Data:
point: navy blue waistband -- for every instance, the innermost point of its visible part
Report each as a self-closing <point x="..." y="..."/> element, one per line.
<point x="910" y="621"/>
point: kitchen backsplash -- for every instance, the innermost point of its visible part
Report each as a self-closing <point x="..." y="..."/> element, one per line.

Given task:
Convert every line of the items above into a JSON list of strings, with one string per line and any blank lines left out.

Exercise solution:
[
  "point: navy blue waistband -- for every instance, the innermost point of its visible part",
  "Report each as a self-closing <point x=\"...\" y=\"...\"/> element, one per line.",
  "<point x=\"910\" y=\"621\"/>",
  "point: kitchen backsplash -- for every instance, the innermost point of its visible part",
  "Report each as a self-closing <point x=\"...\" y=\"...\"/> element, one per line."
]